- ESERCIZI:
1. Nel brano su Genova Reloaded, quanti anni aveva Barbora Bobulova quando ricevette la chiamata per il provino con Marco Bellocchio?
2. Per favore, scrivi il seguito del brano su Genova Reloaded a partire dall'ultima frase riportata.

- BRANO:
━━━━━━━━━━━━━━━━━━━━

È iniziata sotto un cielo azzurro, nel giardino del Sivori Bistrot, la seconda edizione di Genova Reloaded. A inaugurare gli incontri della rassegna l’attrice Barbora Bobulova e il cantante e regista Federico Zampaglione, stuzzicati dalle domande di Giorgio Viaro, direttore artistico del Festival.
Un dialogo frizzante – come la brezza leggera che ha accompagnato la serata, scacciando l’afa – fatto di aneddoti, storie, racconti di un percorso che ha avuto come minimo comune denominatore il mondo del cinema. Dagli esordi ai grandi successi Barbora Bobulova, avvolta in una sobria ed elegante tuta nera che lascia scoperte le spalle, piglio deciso di chi è abituata a stare sul palco, al festival ha presentato il cortometraggio Paolo e Francesca di Federico Caponera.
In dialogo con Viaro ha raccontato di quando e come è iniziato tutto e, ancora dodicenne, si è presentata a un provino incoraggiata dalla madre, perché la sua era una passione che coltivava da sempre: «Fin da bambina manifestavo una predilezione per questo mestiere: ero il pagliaccio della classe, inventato scenette. Ma da sola senza la spinta di mia madre non avrei mai iniziato e non sarei mai andata a quel provino, perché ero timida».
Una timidezza superata con l’esperienza che l’ha portata a girare con registi come, solo per citarne due, Ferzan Özpetek e Marco Bellocchio. Quest’ultimo fu il primo a portarla in Italia: «Avevo 23 anni e vivevo ancora a Bratislava, frequentavo l’accademia teatrale quando mi è arrivata la chiamata», dice riannodando i ricordi. «Allora non sapevo chi fosse Bellocchio e chiesi a un mio professore: “Un certo Marco Bellocchio, mi ha contattata per un provino, cosa devo fare: accetto o no?”. Lui mi ha guardato negli occhi e mi ha detto: “Ma Barbora, sei pazza! ci devi andare subito”», e da lì quelli che erano solo esordi si sono trasformati in una carriera di successo, frutto, secondo lei, anche di incontri fortunati: «Devo tanto alle persone che ho incontrato sul mio percorso che mi hanno spinto a salire sui treni che mi passavano davanti, per natura ho un carattere prudente e titubante e senza la spinta di chi ha creduto in me non so se sarebbe andata allo stesso modo», confida al pubblico che ha seguito il filo del discorso con attenzione e curiosità, sorseggiando un aperitivo.

━━━━━━━━━━━━━━━━━━━━

- DATI FORNITI:
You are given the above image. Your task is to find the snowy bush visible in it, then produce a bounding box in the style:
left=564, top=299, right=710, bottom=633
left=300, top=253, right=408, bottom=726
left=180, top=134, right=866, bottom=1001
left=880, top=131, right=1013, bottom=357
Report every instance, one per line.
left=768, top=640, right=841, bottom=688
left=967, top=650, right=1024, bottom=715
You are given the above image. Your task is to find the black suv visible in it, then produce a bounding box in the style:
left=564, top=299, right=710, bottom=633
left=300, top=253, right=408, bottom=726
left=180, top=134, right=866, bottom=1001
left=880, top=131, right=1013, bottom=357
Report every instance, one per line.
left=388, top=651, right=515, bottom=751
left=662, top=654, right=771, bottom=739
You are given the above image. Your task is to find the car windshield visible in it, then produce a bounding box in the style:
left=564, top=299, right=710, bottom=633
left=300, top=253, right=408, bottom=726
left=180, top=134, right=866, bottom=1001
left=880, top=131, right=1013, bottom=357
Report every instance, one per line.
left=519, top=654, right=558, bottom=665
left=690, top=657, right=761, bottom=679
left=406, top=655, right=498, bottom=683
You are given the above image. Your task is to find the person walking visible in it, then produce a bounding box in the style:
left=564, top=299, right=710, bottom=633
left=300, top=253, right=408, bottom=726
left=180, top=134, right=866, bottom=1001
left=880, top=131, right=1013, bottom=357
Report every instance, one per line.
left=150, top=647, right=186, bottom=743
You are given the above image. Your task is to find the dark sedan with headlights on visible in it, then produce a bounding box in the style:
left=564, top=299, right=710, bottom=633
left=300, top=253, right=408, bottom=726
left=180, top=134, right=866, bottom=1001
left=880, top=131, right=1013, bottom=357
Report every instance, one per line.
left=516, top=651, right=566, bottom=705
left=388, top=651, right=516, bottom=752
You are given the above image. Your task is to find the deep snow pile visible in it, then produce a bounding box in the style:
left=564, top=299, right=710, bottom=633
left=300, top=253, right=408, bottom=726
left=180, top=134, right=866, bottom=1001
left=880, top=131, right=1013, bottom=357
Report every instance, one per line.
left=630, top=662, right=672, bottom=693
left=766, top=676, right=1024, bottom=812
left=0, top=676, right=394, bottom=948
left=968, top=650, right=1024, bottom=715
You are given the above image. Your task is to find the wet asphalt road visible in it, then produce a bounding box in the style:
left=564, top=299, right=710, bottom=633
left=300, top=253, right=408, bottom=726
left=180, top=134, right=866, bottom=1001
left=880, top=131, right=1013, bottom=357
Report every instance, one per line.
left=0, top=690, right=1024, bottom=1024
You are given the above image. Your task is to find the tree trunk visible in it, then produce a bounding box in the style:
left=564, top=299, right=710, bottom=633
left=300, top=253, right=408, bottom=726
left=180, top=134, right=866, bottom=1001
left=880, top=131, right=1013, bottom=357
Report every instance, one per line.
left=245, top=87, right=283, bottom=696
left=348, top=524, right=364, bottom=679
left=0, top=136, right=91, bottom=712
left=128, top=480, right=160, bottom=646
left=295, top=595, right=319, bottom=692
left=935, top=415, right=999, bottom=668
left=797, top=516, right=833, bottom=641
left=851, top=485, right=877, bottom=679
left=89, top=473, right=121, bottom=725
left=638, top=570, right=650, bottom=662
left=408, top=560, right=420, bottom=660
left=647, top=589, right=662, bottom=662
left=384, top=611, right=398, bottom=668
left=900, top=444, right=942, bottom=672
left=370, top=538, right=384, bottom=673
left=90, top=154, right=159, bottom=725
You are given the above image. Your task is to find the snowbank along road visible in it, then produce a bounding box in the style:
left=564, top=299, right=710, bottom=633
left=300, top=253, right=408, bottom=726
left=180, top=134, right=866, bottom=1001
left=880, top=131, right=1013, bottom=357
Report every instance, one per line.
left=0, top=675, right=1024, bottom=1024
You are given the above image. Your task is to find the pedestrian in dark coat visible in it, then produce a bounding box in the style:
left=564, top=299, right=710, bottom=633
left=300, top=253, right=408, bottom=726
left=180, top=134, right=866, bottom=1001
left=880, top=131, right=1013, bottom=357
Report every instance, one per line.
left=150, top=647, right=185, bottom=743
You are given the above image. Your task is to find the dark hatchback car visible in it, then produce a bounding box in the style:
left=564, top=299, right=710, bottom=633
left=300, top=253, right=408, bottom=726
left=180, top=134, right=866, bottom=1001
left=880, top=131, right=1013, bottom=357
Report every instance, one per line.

━━━━━━━━━━━━━━━━━━━━

- RISPOSTE AGLI ESERCIZI:
1. Aveva 23 anni.

2.
In questo dialogo serrato a tre, gli esordi dell’attrice consacrata al successo da film come Coco Chanel, Manuale d’amore, Sacro cuore e serie televisive che per un po’ l’hanno portata lontano del cinema («Perché mentre in Slovacchia un attore può fare tutto, in Italia invece per i registi cinematografici le attrici che facevano tv non andavano bene per il cinema»), si intrecciano con quelli di Federico Zampaglione, frontman dei Tiromancino e ospite di Reloaded come regista del film Morrison: un lungometraggio che esce dagli schemi dei film realizzati dal cantautore, che finora si è dedicato agli horror, e che questa volta ha deciso di affrontare le emozioni che attraversano le generazioni, dedicandosi a una storia tratta dal libro Dove tutto è a metà scritto da lui insieme a Giacomo Gensini.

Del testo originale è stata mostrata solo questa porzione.